TRECHO FORNECIDO |
----

December 07, 2007

Que eu tenho uma certa obsessão com culinária, todo mundo já sabe. Por isso, quando descobri que o Hervé This ia fazer uma demonstração de gastronomia molecular aqui na cidade, fui correndo me inscrever para a palestra.

Para uma audiência heterogênea, que incluiu até o Johannes van Dam - o crítico de restaurantes mais famoso daqui - This explicou o universo de possibilidades que se abre com seu trabalho de pesquisa, iniciado há vinte anos : destrinchando os ingredientes ao nível mais básico (a estrutura celular e molecular), entendendo como se comportam sob determinadas condições e relacionando tudo isso aos processos de preparo, o número de combinações desses building blocks torna-se incontável. De repente, depois de séculos comendo basicamente os mesmos alimentos, preparados do mesmo jeito, podemos agora brincar com a sua estrutura, alterando textura, sabor, forma. O resultado pode não ser palatável sempre, nem nutritivo - mas tudo depende de como for utilizado. E de qualquer forma, This considera a culinária uma arte, e a gastronomia molecular uma forma de prover um espectro mais amplo de possibilidades. E, a julgar pelos seus seguidores - Ferran Adrià, Heston Blumenthal, Pierre Gaignaire, Wylie Dufresne - ele tem razão.

----

MATERIAL FORNECIDO |
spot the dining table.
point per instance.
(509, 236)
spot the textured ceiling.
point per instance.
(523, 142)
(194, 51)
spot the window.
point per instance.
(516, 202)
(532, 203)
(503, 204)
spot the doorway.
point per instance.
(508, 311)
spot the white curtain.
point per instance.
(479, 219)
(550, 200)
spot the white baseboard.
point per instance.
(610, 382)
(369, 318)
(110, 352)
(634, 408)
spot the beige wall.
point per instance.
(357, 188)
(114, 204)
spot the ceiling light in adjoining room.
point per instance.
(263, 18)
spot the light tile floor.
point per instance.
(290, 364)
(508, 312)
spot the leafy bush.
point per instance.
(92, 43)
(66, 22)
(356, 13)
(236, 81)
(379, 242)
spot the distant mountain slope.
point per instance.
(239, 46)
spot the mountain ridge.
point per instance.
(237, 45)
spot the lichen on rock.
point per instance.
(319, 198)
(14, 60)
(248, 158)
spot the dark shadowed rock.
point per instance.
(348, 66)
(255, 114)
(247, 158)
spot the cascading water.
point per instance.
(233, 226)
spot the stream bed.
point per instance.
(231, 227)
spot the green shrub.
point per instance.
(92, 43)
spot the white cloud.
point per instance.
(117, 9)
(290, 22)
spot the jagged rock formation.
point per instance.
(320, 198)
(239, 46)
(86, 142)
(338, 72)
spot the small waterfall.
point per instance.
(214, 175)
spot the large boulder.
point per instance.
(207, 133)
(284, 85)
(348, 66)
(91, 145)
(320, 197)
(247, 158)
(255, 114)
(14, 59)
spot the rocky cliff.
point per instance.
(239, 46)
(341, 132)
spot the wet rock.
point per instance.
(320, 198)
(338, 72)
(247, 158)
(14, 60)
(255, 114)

----

CONJUNTO DE TAREFAS |
a – No trecho sobre gastronomia molecular, quem é o crítico de restaurantes que estava na audiência da palestra?
b – Por favor, copie do trecho sobre gastronomia molecular tudo o que vai desde "December 07, 2007" até "para a palestra.".

RESPOSTAS DAS TAREFAS |
a – Johannes van Dam.

b –
December 07, 2007

Que eu tenho uma certa obsessão com culinária, todo mundo já sabe. Por isso, quando descobri que o Hervé This ia fazer uma demonstração de gastronomia molecular aqui na cidade, fui correndo me inscrever para a palestra.